======== DOCUMENT PASSAGE

# Software Engineer, Infrastructure (All Levels)
**Company:** [Rad AI](https://hotfix.jobs/companies/rad-ai)
**Location:** San Francisco, CA
**Salary:** $160K-$300K
**Experience:** 4+ years
**Skills:** AWS, Kubernetes, Docker, Terraform, Python, Linux, GCP, CI/CD, HIPAA, Observability
**Posted:** 2026-02-06
> Designs, builds, and operates scalable cloud infrastructure on AWS with Kubernetes and serverless tech to support AI healthcare products. Requires 4+ years experience in cloud-native platforms, IaC, automation, and reliability practices for regulated environments.
## Job Description
## What You’ll Be Doing
- Influence the technical direction for infrastructure and platform capabilities that support our rapidly growing AI product suite.
- Architect and evolve our cloud infrastructure (primarily on AWS) across container orchestration (**Kubernetes**, **Elastic Container Service**), serverless (e.g., **Lambda**), virtual machines (e.g., **EC2**), and data stores to support current and future products.
- Work closely with Platform leadership, product engineering, data, and ML teams to design systems that are robust, observable, and compliant in a healthcare environment.
- Define and drive infrastructure strategy for the Platform org—partnering with engineering leadership to align roadmaps, set standards, and sequence work for maximum business impact.
- Secure networking, identity, and access patterns across environments.
- Improve reliability and operational excellence by defining SLOs, SLIs, and error budgets for core platform services.

================
======== EXERCISE DATA

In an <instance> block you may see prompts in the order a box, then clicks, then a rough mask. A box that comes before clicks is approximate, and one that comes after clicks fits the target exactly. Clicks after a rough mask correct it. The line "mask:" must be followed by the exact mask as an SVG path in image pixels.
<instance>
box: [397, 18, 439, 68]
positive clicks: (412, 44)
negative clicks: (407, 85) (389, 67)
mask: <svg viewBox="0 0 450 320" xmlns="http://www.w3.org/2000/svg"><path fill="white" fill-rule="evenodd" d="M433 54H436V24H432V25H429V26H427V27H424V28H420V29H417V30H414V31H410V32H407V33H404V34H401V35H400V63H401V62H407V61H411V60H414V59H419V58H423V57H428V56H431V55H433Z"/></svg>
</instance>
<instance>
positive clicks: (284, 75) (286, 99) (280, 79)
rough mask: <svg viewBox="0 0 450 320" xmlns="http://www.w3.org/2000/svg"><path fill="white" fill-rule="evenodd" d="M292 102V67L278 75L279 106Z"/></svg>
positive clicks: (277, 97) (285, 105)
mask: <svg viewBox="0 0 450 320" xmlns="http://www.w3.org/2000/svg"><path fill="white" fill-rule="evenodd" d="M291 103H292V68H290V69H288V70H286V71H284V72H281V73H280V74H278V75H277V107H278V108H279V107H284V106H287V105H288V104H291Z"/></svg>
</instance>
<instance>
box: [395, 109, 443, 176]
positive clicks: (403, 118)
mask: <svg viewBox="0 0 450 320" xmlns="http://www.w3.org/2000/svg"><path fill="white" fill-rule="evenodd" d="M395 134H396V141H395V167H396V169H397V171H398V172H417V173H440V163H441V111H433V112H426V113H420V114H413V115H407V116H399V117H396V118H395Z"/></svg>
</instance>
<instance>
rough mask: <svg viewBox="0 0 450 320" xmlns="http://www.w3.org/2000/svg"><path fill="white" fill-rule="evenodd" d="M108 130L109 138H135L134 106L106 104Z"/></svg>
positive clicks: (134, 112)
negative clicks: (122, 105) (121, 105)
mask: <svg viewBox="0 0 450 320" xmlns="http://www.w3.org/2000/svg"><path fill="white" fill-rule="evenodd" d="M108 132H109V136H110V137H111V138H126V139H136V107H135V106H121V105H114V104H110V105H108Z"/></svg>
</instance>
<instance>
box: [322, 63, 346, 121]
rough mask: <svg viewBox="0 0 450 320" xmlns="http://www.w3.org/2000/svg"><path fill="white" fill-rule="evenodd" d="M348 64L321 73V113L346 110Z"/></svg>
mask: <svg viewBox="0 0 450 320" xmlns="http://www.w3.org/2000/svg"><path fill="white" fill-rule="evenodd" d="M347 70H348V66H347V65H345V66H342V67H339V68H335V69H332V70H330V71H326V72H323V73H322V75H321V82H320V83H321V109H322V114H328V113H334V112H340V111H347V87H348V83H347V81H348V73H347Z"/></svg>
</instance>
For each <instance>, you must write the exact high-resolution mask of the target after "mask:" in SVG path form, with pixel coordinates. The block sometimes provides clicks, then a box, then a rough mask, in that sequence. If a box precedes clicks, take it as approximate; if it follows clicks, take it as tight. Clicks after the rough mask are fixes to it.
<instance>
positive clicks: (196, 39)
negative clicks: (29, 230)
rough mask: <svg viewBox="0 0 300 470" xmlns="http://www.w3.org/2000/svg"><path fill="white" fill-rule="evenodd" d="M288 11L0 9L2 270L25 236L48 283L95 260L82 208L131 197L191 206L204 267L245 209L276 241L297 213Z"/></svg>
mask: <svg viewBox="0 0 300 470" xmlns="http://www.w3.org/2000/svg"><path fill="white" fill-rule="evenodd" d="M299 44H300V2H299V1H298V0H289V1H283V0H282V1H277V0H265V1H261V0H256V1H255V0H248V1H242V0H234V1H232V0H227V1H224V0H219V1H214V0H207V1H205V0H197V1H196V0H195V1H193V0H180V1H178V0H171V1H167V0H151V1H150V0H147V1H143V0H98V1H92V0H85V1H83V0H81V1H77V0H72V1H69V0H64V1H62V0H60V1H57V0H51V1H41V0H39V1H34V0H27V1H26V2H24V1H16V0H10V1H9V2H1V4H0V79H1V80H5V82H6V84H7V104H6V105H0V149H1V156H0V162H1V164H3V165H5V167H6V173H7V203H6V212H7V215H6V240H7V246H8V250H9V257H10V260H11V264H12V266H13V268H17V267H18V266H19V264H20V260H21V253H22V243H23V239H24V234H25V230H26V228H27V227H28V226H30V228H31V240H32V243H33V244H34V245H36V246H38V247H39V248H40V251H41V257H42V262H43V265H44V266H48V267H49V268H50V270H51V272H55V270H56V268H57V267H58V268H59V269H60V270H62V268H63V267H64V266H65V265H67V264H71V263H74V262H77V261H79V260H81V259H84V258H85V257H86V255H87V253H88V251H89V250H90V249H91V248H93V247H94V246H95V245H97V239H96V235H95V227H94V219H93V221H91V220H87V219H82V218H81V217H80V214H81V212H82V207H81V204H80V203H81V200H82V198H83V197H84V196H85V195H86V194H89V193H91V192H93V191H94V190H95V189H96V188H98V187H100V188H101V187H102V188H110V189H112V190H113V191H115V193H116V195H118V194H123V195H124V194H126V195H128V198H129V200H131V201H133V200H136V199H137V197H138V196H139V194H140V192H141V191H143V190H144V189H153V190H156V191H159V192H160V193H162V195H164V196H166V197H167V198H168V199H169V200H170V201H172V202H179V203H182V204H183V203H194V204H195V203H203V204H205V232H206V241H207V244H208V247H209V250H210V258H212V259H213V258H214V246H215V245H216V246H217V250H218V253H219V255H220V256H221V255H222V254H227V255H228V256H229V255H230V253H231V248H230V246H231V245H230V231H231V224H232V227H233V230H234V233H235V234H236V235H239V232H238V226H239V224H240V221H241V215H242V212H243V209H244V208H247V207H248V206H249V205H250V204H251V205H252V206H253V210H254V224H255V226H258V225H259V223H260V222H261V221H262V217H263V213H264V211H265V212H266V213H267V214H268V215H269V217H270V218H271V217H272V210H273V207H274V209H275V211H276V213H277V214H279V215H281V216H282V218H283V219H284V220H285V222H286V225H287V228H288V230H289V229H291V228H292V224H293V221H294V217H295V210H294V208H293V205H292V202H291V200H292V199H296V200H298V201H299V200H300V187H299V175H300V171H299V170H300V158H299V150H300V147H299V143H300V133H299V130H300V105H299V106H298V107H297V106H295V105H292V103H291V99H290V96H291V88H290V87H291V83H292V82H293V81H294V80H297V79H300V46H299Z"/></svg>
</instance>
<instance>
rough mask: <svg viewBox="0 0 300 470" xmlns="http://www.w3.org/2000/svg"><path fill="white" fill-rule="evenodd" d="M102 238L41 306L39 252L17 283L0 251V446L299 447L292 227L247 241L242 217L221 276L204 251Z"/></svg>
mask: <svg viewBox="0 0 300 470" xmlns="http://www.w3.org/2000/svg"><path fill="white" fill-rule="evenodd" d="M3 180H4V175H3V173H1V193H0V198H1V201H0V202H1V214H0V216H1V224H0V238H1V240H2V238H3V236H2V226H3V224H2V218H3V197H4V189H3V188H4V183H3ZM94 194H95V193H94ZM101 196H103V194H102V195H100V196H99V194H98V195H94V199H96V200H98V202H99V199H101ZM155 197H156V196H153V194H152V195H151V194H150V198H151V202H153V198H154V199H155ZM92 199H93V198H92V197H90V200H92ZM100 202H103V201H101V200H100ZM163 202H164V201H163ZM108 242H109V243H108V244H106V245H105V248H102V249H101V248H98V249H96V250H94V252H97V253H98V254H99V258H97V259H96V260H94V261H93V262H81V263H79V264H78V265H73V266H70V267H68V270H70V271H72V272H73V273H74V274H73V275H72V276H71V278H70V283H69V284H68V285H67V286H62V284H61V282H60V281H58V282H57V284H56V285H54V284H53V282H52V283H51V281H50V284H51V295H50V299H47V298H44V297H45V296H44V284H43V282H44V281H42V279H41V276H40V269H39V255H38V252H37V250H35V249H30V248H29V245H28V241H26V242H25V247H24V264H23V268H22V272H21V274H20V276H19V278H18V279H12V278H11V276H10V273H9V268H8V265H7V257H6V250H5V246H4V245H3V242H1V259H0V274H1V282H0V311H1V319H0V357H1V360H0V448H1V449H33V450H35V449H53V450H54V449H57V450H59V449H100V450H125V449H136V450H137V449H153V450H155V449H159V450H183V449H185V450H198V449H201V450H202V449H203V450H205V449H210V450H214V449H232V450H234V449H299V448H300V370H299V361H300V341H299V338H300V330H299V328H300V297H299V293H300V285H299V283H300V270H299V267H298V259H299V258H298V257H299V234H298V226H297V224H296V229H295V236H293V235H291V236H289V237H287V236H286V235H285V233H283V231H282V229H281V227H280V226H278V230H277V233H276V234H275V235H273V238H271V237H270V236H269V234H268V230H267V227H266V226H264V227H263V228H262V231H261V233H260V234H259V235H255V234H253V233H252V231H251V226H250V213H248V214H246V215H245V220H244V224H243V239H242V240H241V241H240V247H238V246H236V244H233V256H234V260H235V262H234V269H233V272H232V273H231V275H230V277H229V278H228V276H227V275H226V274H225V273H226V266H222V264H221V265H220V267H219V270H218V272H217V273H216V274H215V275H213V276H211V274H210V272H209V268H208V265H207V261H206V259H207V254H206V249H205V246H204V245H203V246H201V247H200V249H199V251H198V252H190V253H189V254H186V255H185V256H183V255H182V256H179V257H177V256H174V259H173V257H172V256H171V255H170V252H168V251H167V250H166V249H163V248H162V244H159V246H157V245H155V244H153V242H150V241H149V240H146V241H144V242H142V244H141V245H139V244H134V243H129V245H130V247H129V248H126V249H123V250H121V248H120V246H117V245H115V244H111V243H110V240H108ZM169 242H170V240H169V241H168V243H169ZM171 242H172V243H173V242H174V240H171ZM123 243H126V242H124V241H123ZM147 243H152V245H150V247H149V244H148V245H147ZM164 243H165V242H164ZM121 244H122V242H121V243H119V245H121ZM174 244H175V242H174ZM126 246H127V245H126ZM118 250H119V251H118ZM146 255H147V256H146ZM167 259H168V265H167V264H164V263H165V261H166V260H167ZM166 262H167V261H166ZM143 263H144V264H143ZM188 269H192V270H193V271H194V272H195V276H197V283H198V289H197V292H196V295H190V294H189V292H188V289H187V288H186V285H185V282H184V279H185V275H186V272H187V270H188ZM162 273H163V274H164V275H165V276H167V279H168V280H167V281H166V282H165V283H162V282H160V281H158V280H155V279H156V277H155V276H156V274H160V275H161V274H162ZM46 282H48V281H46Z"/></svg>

================

REQUIRED ACTIONS -
A. According to the job posting, what is the purpose of architecting and evolving the cloud infrastructure across container orchestration, serverless, virtual machines, and data stores? Answer in one to three sentences.
B. What salary range does the job posting list?
C. Carry on writing the job posting for the infrastructure engineer role, starting after its last bullet point.
These records come from a different source than the job posting.

RESPONSES IN ORDER -
A. The job posting says this work is done to support current and future products.

B. The job posting lists a salary range of $160K-$300K.

C.
- Leading and participating in blameless post-incident reviews and translating learnings into systemic improvements.
- Own observability and monitoring strategy across logging, metrics, and tracing, ensuring we can detect, debug, and prevent issues efficiently.
- Mentor and level up engineers across Platform and product teams—reviewing design docs, guiding architecture decisions, and modeling high standards for reliability, security, and maintainability.
- Partner with security and compliance stakeholders to ensure our infrastructure and operational practices meet **HIPAA** and other healthcare requirements.
- Advocate for and implement developer experience improvements, such as better **CI/CD** workflows, faster feedback loops, and tooling that reduces cognitive load for product teams.

## Who We’re Looking For
- Bring 4+ years of hands-on infrastructure / platform development experience (or equivalent practical experience) in modern, cloud-native environments, with a track record of owning critical systems in production.
- Have deep expertise with **AWS** (preferred) and/or **GCP**, including core networking, compute, storage, and managed services.
- Are highly proficient in at least one programming/scripting language used for infrastructure work (**Python** preferred).
- Extensive experience building tooling and automation for other engineers.
- Have strong experience with **Kubernetes**, containers (**Docker**), and container orchestration, and understand how to operate these systems reliably at scale.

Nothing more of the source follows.